• [WHAT NEEDS TO BE DONE]: Copy all of the data below word for word, keeping every line in its original order.
*** TASK INPUT ***
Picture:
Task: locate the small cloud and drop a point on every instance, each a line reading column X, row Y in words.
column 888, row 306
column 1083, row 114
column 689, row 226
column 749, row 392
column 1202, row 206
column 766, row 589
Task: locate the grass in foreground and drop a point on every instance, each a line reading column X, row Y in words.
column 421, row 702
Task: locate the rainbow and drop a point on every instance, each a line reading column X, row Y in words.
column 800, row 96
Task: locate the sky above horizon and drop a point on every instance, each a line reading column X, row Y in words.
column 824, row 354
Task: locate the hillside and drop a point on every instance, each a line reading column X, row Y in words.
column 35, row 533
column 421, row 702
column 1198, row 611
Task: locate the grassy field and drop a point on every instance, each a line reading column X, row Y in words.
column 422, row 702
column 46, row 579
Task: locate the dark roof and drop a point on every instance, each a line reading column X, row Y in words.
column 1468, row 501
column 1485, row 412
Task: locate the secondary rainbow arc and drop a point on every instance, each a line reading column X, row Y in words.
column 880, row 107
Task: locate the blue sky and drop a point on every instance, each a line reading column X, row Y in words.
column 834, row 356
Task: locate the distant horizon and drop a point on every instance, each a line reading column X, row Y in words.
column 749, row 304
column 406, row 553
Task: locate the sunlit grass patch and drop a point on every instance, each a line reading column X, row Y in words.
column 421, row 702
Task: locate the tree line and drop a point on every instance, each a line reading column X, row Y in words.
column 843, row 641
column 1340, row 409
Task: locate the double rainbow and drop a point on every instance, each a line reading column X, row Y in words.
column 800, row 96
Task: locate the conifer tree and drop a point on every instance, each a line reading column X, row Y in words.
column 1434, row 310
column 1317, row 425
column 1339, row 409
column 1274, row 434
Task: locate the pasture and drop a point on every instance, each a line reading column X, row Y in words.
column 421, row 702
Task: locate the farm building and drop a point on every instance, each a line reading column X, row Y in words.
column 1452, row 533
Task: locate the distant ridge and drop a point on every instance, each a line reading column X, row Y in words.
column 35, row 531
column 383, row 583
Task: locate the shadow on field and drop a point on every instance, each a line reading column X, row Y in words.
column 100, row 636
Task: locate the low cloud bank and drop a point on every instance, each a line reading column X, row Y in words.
***
• [SOLUTION TO THE EXERCISE]:
Picture:
Task: locate the small cloud and drop a point on every instance, each a line reading column X, row Y in words.
column 888, row 306
column 1083, row 114
column 689, row 226
column 749, row 392
column 1202, row 206
column 766, row 589
Task: locate the grass in foreground and drop a point on every instance, each a line reading column X, row Y in words.
column 421, row 702
Task: locate the rainbow and drop a point on every instance, each a line reading column X, row Y in words.
column 800, row 96
Task: locate the sky above horizon and drop a point on every instance, each a line reading column X, row Y in words.
column 824, row 354
Task: locate the hillside and drop a point on every instance, each a line reading column X, row Y in words.
column 35, row 533
column 421, row 702
column 1198, row 611
Task: locate the grassy field and drop a point on every instance, each a line reading column X, row Y in words.
column 422, row 702
column 46, row 579
Task: locate the dark roof and drop a point on every instance, each a line reading column X, row Y in words.
column 1468, row 501
column 1485, row 412
Task: locate the secondary rainbow arc and drop a point on every instance, each a line reading column X, row Y in words.
column 880, row 107
Task: locate the blue sky and drop a point on every instance, each a line reading column X, row Y in words.
column 834, row 356
Task: locate the distant horizon and drop a point on every instance, each a line reading column X, row Y in words.
column 749, row 304
column 406, row 553
Task: locate the sunlit grass patch and drop a point on every instance, each a line reading column X, row Y in words.
column 421, row 702
Task: locate the tree line and drop a point on every instance, each a line reading column X, row Y in words.
column 843, row 641
column 1340, row 409
Task: locate the double rainbow and drop a point on every instance, each a line reading column X, row Y in words.
column 800, row 96
Task: locate the conifer tree and drop a point on every instance, each a line reading column X, row Y in words.
column 1434, row 310
column 1317, row 425
column 1339, row 409
column 1274, row 434
Task: locate the pasture and drop a point on every instance, each a line reading column X, row Y in words.
column 421, row 702
Task: locate the farm building and drop a point on every instance, each a line reading column X, row Y in words.
column 1452, row 533
Task: locate the distant ridge and drop a point on every instance, each a line reading column X, row Y in words.
column 35, row 531
column 383, row 583
Task: locate the shadow on field and drop a point on every instance, each a line reading column X, row Y in words.
column 100, row 636
Task: locate the low cloud bank and drop a point on every instance, each a line reading column X, row Y in words.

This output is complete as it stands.